The English act Talk Talk is best remembered as low-key but successful players in the 1980s Britpop scene. Label executives signed the unassuming musicians in an early Eighties effort to locate and profit from what they thought could be the next Duran Duran. At this time, punk and disco had given way to a return to catchy pop melodies played by photogenic musicians, and a synthesizer-based sound came to predominate. Grouped around the "New Romantic" tag, bands such as Duran Duran and Reflex were topping the charts with the combination of drum-machine rhythms and a definite sense of fashion. Talk Talk, while initially going along with this program, moved farther and farther away from such single-fueled pop success with every one of their releases during the 1980s. After being dropped by EMI, the band attracted notoriety and set legal precedent for suing the label over the re- issue and remixing of its previous work.
Talk Talk was formed in the early 1980s when Paul Webb and Lee Harris did some studio work with a producer named Ed Hollis, who suggested the two should meet his younger brother. Mark Hollis had already tried his hand at songwriting, and the trio immediately clicked and began arranging Hollis's tunes and even writing their own together. Recruiting a keyboardist, Simon Brenner, the group coalesced as Talk Talk after mining their growing roster of new song titles for a name. They had no guitarist, a purposeful omission, and EMI expressed interest and signed them. The ironically title name chosen for their debut record, The Party's Over, reflected the band's wry humor. Released in 1982, the work contained the aforementioned "Talk Talk" single as well as the debut single, "Mirror Man" and "It's So Serious." Reviewing the release for Melody Maker, Ian Pye faulted the production of what could have been a more dynamic album, he opined. "Hollis' plaintive and sometimes richly melodic songs deserve much more than the sterile setting they've been coldly placed in."
Talk Talk's second album came two years later--a very long stretch by pop standards of the day-- after Hollis spent several months writing new songs and recruiting a roster of studio musicians to add more complexity to the band's sound. It's My Life would be their most successful record. Paul Strange, reviewing the 1984 release for Melody Maker, declared that he originally loathed the group--"but this second Talk Talk album is a surprise--a delight that has made me change my opinions." Strange lauded such tracks as "Dum Dum Girl," which he termed "dashing and dangerous," and the trumpet employed on "Rennee." Talk Talk had also taken a hiatus from performing in public, after one particularly disastrous 1982 outdoor concert during which the audience threw plastic bottles at them, but returned to the stage in 1984 to support their record. They also crafted a well-received video for the song "It's My Life."
--*--
— TASKS —
**a.** Using the Talk Talk history, decide whether each statement agrees with it: (i) the band left out a guitarist by accident; (ii) It's My Life came out in 1984; (iii) Simon Brenner joined the group as its keyboardist. Answer yes or no for each and quote the words that decide it.
**b.** Carry on the Talk Talk history from the point where it stops.
The lines after this text come from a different source.

— EXTRACTED DATA —
--*--
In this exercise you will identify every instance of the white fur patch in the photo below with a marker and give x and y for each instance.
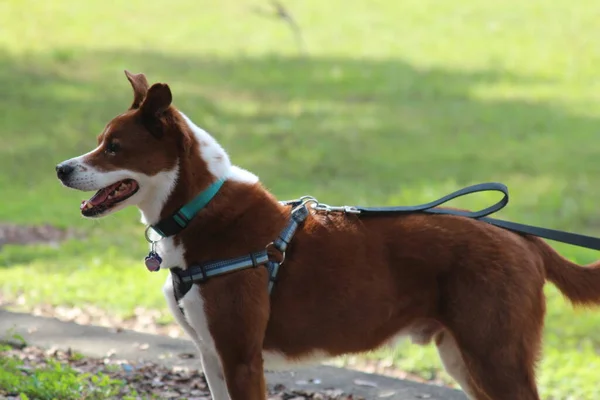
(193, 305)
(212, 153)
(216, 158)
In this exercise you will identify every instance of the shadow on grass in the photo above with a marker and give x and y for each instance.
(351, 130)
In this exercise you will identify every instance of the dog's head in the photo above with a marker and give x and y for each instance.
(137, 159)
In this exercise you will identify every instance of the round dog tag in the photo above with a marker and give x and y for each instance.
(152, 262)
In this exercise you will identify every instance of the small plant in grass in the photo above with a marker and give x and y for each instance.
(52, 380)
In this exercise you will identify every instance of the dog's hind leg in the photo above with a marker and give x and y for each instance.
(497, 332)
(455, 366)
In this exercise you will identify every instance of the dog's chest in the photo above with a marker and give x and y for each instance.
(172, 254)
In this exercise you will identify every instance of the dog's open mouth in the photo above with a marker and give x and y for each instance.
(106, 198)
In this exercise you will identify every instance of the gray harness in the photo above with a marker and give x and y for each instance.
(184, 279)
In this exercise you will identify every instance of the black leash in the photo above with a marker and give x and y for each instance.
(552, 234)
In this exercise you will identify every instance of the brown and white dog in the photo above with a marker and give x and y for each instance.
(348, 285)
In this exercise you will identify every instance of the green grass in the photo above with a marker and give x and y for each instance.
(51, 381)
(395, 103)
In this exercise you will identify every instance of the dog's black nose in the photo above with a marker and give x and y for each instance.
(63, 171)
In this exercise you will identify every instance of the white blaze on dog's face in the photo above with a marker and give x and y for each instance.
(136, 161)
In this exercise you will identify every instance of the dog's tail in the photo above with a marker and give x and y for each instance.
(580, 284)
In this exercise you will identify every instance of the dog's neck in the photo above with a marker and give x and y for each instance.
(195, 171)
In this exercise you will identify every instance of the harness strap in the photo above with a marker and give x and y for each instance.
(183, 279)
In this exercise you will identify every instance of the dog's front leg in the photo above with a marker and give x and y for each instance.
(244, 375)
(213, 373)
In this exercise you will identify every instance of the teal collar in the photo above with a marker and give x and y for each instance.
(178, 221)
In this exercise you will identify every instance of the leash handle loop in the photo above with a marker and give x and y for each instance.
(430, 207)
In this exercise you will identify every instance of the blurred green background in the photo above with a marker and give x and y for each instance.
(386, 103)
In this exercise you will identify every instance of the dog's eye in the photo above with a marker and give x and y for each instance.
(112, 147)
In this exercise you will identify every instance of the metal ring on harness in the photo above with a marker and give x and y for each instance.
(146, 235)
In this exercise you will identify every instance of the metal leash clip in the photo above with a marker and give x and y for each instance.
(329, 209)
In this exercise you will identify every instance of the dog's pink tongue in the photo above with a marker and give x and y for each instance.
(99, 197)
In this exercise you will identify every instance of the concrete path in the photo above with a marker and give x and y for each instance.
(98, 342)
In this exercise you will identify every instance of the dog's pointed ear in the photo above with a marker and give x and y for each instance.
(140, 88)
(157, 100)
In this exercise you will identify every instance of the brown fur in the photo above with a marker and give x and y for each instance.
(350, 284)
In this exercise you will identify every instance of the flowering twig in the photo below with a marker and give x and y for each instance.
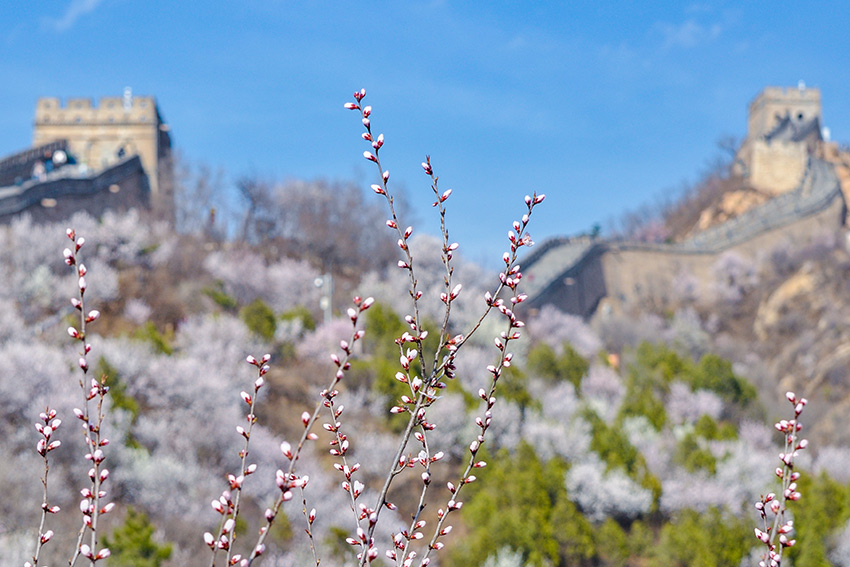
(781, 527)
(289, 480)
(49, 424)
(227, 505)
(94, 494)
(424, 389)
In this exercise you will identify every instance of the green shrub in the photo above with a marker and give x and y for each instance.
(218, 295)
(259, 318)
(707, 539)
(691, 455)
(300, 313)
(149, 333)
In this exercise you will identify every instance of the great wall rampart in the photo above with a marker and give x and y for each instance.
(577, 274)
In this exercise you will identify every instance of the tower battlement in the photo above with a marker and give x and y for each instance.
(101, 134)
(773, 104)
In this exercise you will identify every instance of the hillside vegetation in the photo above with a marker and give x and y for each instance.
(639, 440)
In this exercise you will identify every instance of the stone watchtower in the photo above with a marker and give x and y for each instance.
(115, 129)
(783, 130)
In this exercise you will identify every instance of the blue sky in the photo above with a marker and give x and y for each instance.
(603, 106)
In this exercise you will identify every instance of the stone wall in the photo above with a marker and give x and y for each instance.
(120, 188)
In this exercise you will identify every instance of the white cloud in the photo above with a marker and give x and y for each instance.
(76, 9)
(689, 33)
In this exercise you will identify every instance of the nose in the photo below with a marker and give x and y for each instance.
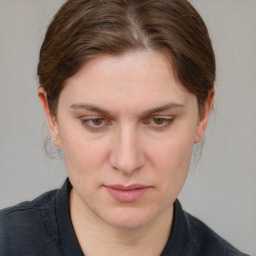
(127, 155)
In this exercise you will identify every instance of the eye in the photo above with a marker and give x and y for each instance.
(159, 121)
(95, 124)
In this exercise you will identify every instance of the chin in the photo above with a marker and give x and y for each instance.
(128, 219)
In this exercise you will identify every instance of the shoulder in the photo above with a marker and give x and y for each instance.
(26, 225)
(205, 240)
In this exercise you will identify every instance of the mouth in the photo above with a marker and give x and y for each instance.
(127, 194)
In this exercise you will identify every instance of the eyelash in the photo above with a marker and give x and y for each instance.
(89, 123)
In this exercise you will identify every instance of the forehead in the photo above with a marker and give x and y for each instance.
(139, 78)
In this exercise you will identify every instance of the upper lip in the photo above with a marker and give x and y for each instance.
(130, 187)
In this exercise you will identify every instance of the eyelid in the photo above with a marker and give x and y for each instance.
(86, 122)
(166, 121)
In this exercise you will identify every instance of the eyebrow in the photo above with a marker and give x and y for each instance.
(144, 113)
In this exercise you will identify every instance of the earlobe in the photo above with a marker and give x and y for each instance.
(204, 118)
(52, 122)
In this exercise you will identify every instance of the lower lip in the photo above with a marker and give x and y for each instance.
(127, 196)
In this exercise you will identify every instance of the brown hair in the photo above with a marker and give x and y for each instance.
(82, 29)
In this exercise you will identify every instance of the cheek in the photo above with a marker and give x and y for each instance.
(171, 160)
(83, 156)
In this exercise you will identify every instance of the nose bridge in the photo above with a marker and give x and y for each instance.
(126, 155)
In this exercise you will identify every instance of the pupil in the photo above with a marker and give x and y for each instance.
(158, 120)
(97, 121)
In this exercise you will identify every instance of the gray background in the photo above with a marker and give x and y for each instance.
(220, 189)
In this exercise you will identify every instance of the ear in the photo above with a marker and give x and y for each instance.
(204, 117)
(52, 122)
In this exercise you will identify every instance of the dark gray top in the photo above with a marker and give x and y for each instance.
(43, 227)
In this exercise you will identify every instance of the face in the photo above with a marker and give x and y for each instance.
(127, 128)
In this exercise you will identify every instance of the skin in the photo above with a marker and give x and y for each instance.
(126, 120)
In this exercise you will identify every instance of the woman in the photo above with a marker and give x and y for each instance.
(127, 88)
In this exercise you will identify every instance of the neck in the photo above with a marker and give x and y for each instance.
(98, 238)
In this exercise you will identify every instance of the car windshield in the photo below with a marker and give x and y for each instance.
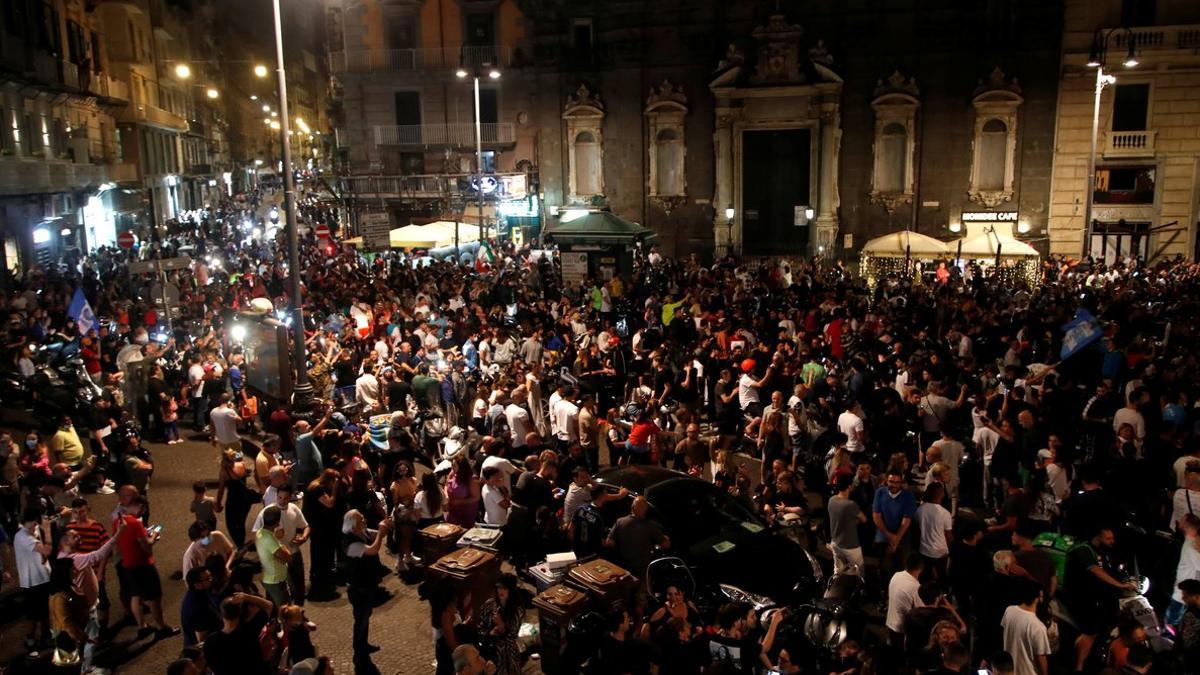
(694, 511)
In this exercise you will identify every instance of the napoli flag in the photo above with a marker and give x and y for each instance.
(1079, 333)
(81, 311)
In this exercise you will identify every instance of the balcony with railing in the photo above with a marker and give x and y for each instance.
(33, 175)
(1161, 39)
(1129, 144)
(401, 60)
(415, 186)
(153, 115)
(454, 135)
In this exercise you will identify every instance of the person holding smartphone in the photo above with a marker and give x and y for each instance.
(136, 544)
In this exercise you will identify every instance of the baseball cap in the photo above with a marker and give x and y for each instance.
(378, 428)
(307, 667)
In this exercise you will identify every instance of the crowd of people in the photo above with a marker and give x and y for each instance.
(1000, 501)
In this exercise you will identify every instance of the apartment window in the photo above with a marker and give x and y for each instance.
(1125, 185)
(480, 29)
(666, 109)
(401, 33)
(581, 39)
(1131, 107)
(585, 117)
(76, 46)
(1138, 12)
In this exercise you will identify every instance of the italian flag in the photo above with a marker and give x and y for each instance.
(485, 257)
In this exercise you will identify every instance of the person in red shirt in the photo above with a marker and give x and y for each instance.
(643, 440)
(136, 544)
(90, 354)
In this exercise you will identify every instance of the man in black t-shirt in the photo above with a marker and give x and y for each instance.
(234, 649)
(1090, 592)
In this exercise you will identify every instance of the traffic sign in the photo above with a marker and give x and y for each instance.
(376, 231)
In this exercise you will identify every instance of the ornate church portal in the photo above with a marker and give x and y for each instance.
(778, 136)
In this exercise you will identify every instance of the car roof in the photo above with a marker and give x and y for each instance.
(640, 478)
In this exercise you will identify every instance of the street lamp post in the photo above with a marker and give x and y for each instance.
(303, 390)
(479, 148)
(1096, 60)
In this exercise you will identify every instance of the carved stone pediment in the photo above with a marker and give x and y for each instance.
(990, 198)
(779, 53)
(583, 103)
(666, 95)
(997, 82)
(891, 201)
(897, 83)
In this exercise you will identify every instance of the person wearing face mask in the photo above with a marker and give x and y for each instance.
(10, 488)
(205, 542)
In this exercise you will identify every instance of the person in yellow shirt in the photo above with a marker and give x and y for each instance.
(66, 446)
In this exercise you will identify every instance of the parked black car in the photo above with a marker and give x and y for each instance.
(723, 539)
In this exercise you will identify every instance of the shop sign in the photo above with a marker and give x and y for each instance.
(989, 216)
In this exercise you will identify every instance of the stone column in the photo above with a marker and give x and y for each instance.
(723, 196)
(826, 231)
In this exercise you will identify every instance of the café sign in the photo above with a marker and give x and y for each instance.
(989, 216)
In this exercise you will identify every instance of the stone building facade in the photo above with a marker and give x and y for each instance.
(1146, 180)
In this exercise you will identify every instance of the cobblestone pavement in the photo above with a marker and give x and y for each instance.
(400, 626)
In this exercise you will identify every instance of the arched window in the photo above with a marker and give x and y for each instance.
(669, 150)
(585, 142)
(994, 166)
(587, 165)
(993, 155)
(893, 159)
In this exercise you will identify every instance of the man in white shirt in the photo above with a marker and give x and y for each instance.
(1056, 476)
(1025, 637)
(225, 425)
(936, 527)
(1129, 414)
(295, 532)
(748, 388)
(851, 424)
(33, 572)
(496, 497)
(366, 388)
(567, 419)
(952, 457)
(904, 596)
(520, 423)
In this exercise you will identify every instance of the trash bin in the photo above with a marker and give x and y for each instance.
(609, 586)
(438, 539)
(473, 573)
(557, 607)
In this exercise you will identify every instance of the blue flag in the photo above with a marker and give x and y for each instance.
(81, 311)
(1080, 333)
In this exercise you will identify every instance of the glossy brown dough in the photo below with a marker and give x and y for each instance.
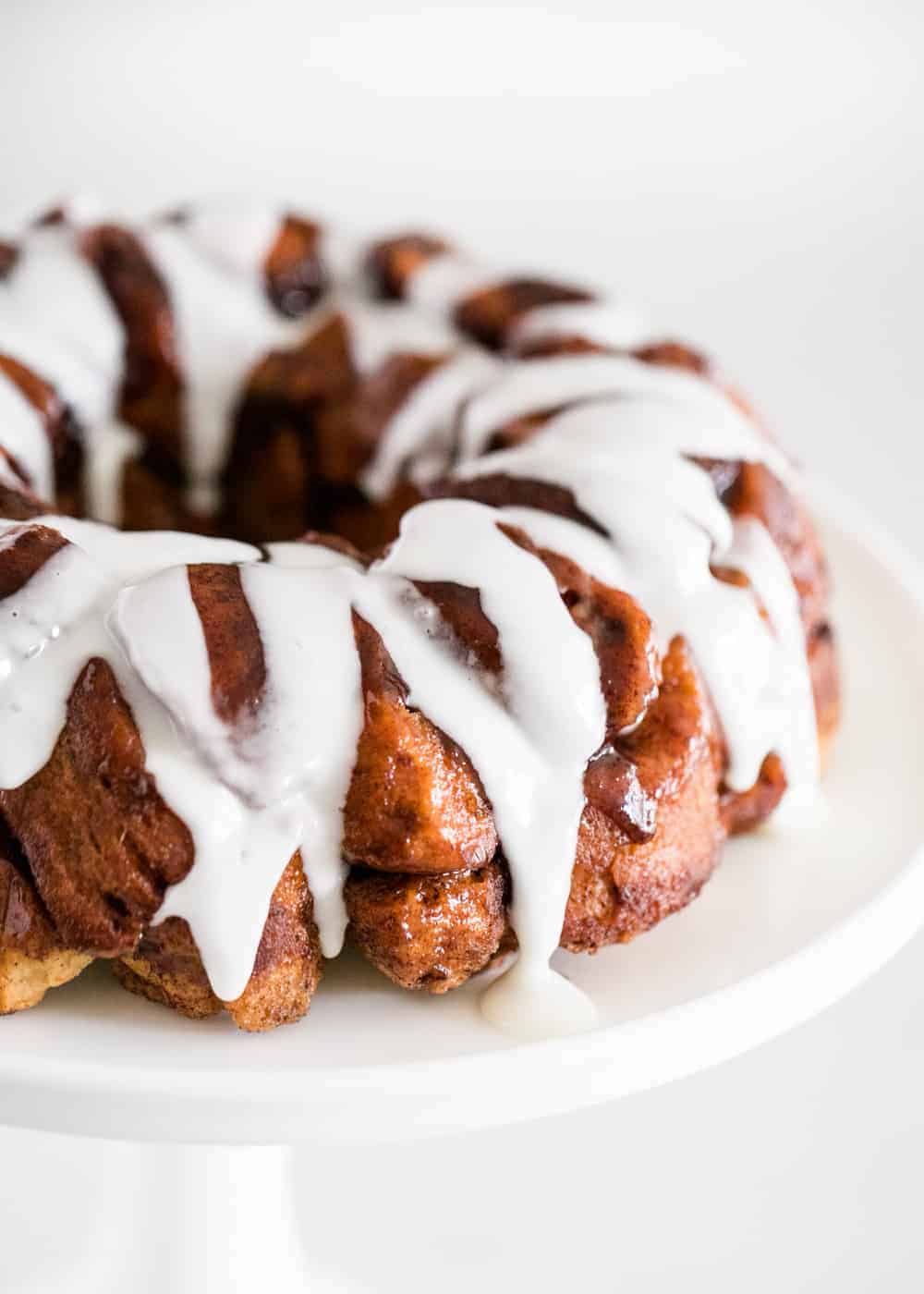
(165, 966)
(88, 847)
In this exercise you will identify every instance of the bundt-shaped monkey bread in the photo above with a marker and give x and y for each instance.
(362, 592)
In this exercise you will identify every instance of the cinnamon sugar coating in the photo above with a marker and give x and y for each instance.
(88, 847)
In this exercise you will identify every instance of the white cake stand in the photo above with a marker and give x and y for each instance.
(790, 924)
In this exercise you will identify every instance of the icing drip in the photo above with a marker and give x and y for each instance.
--*--
— WRITTEN RESPONSES —
**a.**
(i) No: "They had no guitarist, a purposeful omission"
(ii) Yes: "reviewing the 1984 release for Melody Maker"
(iii) Yes: "Recruiting a keyboardist, Simon Brenner"

**b.**
After another two-year hiatus, Talk Talk returned in early 1986 with the acclaimed Colour of Spring. Accompanying the band in the studio at various points were Steve Winwood and David Rhodes, a guitarist with Peter Gabriel. Barry McIlheney of Melody Maker termed it "ambient, timeless music." Fellow Melody Maker writer Strange noticed and lauded the "more provocative, more accessible, and above all more direct material" than contained in their two previous works. Strange termed the album's debut single, "Life's What You Make It," "haunting and utterly infuriating," and also heaped praise upon the video for it. Directed by Tim Pope, best known for his work with nearly all of the videos for The Cure, the film montage included sequences of foxes and beavers.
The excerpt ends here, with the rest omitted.